## TASK STATEMENT:
Go through the records and write each one out again exactly.

(Point-per-instance localization data)
= = = = = = =

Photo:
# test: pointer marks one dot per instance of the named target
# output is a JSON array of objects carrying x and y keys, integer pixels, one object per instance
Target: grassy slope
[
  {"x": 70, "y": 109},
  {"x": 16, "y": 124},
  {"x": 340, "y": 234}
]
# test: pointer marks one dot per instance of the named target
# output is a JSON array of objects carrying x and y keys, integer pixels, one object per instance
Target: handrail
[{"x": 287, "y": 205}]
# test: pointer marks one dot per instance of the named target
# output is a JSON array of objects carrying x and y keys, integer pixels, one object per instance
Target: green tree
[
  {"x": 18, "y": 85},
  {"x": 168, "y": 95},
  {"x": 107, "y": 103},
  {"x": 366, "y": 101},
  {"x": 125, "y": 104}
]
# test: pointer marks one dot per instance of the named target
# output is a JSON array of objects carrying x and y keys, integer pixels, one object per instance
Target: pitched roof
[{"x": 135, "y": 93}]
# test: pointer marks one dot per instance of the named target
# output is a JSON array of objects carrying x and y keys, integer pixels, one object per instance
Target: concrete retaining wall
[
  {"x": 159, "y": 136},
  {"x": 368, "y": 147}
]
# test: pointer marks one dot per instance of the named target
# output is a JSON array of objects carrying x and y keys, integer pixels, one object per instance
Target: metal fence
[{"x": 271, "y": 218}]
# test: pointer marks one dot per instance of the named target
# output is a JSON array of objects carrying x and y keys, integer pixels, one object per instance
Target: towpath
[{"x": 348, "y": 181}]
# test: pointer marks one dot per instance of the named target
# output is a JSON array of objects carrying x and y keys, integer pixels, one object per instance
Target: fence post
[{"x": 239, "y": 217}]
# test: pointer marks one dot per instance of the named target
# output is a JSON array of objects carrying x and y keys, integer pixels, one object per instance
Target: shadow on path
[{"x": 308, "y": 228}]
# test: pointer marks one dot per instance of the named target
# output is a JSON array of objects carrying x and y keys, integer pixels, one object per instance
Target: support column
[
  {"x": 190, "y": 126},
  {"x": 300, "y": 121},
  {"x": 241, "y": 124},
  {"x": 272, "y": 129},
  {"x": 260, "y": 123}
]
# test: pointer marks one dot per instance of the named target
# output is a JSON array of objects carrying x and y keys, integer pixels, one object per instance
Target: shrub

= = = = = = =

## RESPONSE:
Photo:
# test: pointer marks one dot per instance of the named target
# output is a JSON array of objects carrying x and y keys, integer pixels, one object per instance
Target: grassy slope
[
  {"x": 70, "y": 109},
  {"x": 16, "y": 124},
  {"x": 340, "y": 234}
]
# test: pointer marks one dot per instance of the named target
# output is a JSON array of objects carrying x and y keys, integer pixels, one object per instance
Target: handrail
[{"x": 287, "y": 205}]
# test: pointer marks one dot per instance of the named target
# output is a JSON array of objects carrying x and y keys, integer pixels, one object per instance
Target: green tree
[
  {"x": 18, "y": 85},
  {"x": 168, "y": 95},
  {"x": 107, "y": 103},
  {"x": 366, "y": 101},
  {"x": 125, "y": 104}
]
# test: pointer marks one dot per instance of the named target
# output is a JSON array of objects carrying x and y keys, integer pixels, one object per instance
Target: pitched roof
[{"x": 135, "y": 93}]
# test: pointer marks one dot per instance of the named target
# output is a JSON array of objects carrying x and y keys, integer pixels, one object per instance
Target: concrete retaining wall
[
  {"x": 159, "y": 136},
  {"x": 368, "y": 147}
]
# test: pointer marks one dot per instance of the named target
# output is a JSON array of objects carrying x and y keys, integer pixels, one object per instance
Target: metal fence
[{"x": 271, "y": 218}]
# test: pointer marks one dot per instance of the named target
# output is a JSON array of objects carrying x and y keys, integer pixels, one object per instance
Target: towpath
[{"x": 348, "y": 181}]
# test: pointer marks one dot per instance of the named target
# output is a JSON array of objects carrying x and y keys, integer pixels, one object per instance
Target: fence post
[{"x": 239, "y": 217}]
# test: pointer marks one dot per instance of the named target
# output is a JSON array of objects carrying x and y keys, integer pixels, one object per instance
Target: shadow on path
[{"x": 308, "y": 228}]
# test: pointer marks one dot per instance of the named target
# output is a JSON array of objects carrying x and y keys, integer pixels, one object per instance
Target: support column
[
  {"x": 190, "y": 126},
  {"x": 300, "y": 121},
  {"x": 241, "y": 124},
  {"x": 272, "y": 129},
  {"x": 260, "y": 123}
]
# test: pointer marks one dot per instance of the named target
# output is a JSON array of objects carrying x and y keys, integer pixels, one object per instance
Target: shrub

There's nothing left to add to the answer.